## YOUR GOAL
Reproduce every line that appears below, precisely and completely.

++++++++++

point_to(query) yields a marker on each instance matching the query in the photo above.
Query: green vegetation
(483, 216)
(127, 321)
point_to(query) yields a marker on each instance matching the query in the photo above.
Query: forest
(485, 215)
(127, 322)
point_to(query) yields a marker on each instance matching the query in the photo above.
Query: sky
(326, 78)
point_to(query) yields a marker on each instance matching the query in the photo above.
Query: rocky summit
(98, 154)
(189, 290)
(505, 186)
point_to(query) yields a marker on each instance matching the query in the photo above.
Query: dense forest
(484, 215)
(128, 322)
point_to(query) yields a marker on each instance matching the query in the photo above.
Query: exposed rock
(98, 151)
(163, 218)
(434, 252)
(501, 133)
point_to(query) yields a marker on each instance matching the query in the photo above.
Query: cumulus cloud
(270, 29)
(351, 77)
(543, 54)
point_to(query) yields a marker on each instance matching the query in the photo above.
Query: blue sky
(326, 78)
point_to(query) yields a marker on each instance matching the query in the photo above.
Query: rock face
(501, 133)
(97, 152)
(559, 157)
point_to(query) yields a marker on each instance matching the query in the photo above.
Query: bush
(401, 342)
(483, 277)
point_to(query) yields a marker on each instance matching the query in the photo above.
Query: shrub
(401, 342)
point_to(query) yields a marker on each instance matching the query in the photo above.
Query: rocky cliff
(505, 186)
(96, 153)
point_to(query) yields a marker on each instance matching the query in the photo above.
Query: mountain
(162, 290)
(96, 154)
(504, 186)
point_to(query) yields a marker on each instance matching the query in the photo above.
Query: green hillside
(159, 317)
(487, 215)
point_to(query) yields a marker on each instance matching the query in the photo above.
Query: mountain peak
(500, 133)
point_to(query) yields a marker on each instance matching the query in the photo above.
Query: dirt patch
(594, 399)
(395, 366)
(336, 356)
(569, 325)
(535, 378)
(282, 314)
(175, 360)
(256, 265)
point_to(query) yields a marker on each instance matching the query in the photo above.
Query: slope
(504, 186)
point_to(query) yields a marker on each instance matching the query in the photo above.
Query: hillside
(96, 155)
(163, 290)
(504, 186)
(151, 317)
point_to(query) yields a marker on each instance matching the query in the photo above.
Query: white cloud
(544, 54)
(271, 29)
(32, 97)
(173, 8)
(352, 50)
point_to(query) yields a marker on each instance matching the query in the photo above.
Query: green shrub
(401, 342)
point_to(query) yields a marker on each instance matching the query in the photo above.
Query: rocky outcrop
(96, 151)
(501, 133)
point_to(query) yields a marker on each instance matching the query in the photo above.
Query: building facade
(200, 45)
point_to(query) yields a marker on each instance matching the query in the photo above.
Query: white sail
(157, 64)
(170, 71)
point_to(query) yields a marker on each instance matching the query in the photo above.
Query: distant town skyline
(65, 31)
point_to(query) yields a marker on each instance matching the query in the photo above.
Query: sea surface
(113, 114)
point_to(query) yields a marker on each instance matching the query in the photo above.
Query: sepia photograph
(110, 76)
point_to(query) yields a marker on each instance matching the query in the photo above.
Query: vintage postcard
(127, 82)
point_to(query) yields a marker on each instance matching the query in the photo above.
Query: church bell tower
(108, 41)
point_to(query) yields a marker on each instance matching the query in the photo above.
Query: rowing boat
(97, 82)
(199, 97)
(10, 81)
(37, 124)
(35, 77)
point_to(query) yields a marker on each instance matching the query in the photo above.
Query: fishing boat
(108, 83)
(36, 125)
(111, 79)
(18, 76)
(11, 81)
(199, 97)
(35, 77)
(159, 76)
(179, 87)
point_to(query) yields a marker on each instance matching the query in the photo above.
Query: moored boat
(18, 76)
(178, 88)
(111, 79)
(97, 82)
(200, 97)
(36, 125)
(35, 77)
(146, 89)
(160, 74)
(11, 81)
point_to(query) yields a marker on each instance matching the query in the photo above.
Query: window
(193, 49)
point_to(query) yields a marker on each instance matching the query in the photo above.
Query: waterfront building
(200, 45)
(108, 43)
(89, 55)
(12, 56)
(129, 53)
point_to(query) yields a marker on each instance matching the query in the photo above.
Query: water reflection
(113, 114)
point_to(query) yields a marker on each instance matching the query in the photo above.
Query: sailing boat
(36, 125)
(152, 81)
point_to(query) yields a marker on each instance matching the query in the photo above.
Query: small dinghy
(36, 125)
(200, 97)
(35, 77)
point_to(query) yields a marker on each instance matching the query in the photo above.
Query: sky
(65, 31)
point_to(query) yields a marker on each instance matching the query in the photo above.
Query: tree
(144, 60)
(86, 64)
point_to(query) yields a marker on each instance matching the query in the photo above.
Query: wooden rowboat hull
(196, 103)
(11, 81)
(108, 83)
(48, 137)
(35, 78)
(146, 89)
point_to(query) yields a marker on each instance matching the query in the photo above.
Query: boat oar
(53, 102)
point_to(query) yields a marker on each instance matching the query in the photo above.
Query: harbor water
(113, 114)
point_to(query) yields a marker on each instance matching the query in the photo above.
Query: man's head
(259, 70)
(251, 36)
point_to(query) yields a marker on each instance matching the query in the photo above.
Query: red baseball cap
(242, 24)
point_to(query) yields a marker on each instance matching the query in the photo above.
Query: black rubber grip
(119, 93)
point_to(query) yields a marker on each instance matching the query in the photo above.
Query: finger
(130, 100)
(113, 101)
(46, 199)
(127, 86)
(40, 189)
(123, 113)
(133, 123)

++++++++++

## RESPONSE AREA
point_to(query) yields a marker on each instance matching the query in the photo above.
Query: green vegetation
(483, 216)
(127, 321)
point_to(query) yields a marker on each instance matching the query in the photo above.
Query: forest
(485, 215)
(127, 322)
point_to(query) yields a marker on each instance matching the query in the photo above.
Query: sky
(326, 78)
point_to(query) yields a marker on each instance matching the query in the photo above.
Query: rocky summit
(98, 154)
(189, 290)
(505, 186)
point_to(query) yields a marker on each instance matching the query in the photo above.
Query: dense forest
(484, 215)
(128, 322)
point_to(query) yields a marker on each instance matching the query in the photo above.
Query: exposed rock
(98, 151)
(163, 218)
(434, 252)
(501, 133)
point_to(query) yields a marker on each instance matching the query in the photo above.
Query: cumulus cloud
(270, 29)
(351, 77)
(543, 54)
point_to(query) yields a marker on each instance matching the query in the photo above.
Query: blue sky
(326, 78)
point_to(query) yields a marker on each instance matching the query in the photo above.
Query: rock face
(501, 133)
(97, 152)
(559, 157)
point_to(query) yields a marker on each instance matching the query in the photo above.
Query: bush
(401, 342)
(483, 277)
point_to(query) yields a marker on each instance matching the query in the photo above.
Query: shrub
(401, 342)
point_to(query) yields a marker on each instance matching the query in the photo above.
Query: rocky cliff
(505, 186)
(96, 153)
point_to(query) yields a marker on each instance matching the query in the photo above.
Query: mountain
(162, 290)
(96, 154)
(504, 186)
point_to(query) yields a marker on each instance matching the query in the photo above.
Query: green hillside
(159, 317)
(487, 215)
point_to(query) yields a marker on each instance matching the query in the photo above.
Query: mountain peak
(500, 133)
point_to(query) yields a marker on each instance matching the query in the photo above.
Query: dirt patch
(594, 399)
(395, 366)
(336, 356)
(569, 325)
(535, 378)
(282, 314)
(175, 360)
(256, 265)
point_to(query) yields a marker on each instance matching the query in the photo above.
Query: slope
(504, 186)
point_to(query) yields a marker on each instance matching the query in the photo above.
Query: hillside
(96, 155)
(163, 290)
(504, 186)
(151, 317)
point_to(query) yields a marker on each instance matching the query in the photo above.
Query: white cloud
(544, 54)
(271, 29)
(32, 97)
(173, 8)
(352, 50)
point_to(query) yields a marker on each instance matching the query in the photo above.
Query: green shrub
(401, 342)
point_to(query) yields a marker on each instance matching the query in the photo above.
Query: rocky outcrop
(96, 151)
(501, 133)
point_to(query) yields a marker on each instance matching the query in the photo above.
Query: building facade
(200, 45)
point_to(query) yields a marker on each instance matching the query in the photo above.
Query: white sail
(157, 64)
(170, 71)
point_to(query) yields a marker on each instance matching the query in the photo above.
Query: distant town skyline
(65, 31)
point_to(query) yields a marker on each instance matching the query in the photo above.
Query: sea surface
(113, 114)
point_to(query) yields a marker on each instance matching the query in the photo above.
Query: sepia photograph
(110, 76)
point_to(query) yields a marker on each instance matching the query in the photo above.
Query: vintage postcard
(127, 82)
point_to(query) yields a marker on each instance matching the query in the photo above.
Query: church bell tower
(108, 41)
point_to(query) yields a marker on each instance matching the query in the photo above.
Query: rowing boat
(97, 82)
(199, 97)
(10, 81)
(37, 124)
(35, 77)
point_to(query) yields a marker on each instance matching the query in the photo above.
Query: fishing boat
(108, 83)
(36, 125)
(111, 79)
(18, 76)
(11, 81)
(199, 97)
(35, 77)
(159, 76)
(179, 87)
point_to(query) yields a marker on each instance matching the query in the photo above.
Query: moored boat
(18, 76)
(178, 88)
(111, 79)
(97, 82)
(200, 97)
(36, 125)
(35, 77)
(146, 89)
(160, 74)
(11, 81)
point_to(query) yields a marker on each instance matching the query in the photo above.
Query: window
(193, 49)
point_to(query) yields a marker on each instance matching the query in the photo above.
Query: waterfront building
(200, 45)
(108, 43)
(89, 55)
(12, 56)
(129, 53)
point_to(query) yields a marker on each instance matching the query in the photo above.
Query: water reflection
(113, 114)
point_to(query) yields a marker on each instance matching the query in the photo above.
Query: sailing boat
(36, 125)
(152, 81)
point_to(query) yields a marker on each instance matching the query in the photo above.
Query: small dinghy
(36, 125)
(200, 97)
(35, 77)
point_to(query) yields a marker on each instance matching the query in the photo above.
Query: sky
(65, 31)
point_to(query) yields a marker on each instance matching the query in the photo above.
Query: tree
(144, 60)
(86, 64)
point_to(query) yields a marker on each instance matching the query in the photo above.
Query: wooden rowboat hull
(196, 103)
(11, 81)
(108, 83)
(48, 137)
(35, 78)
(146, 89)
point_to(query) yields a marker on each instance matching the query in the photo above.
Query: boat oar
(53, 102)
point_to(query) yields a marker on each instance matching the query in the photo above.
Query: harbor water
(113, 114)
point_to(query) yields a marker on each instance matching the query in the photo above.
Query: man's head
(259, 70)
(251, 36)
point_to(query) yields a marker on each instance matching the query in the photo above.
Query: red baseball cap
(242, 24)
point_to(query) yields a marker on each instance matching the query in the photo above.
Query: black rubber grip
(119, 93)
point_to(query) yields a marker on each instance matching the query in the photo above.
Query: finger
(130, 100)
(113, 101)
(46, 199)
(127, 86)
(40, 189)
(123, 113)
(133, 123)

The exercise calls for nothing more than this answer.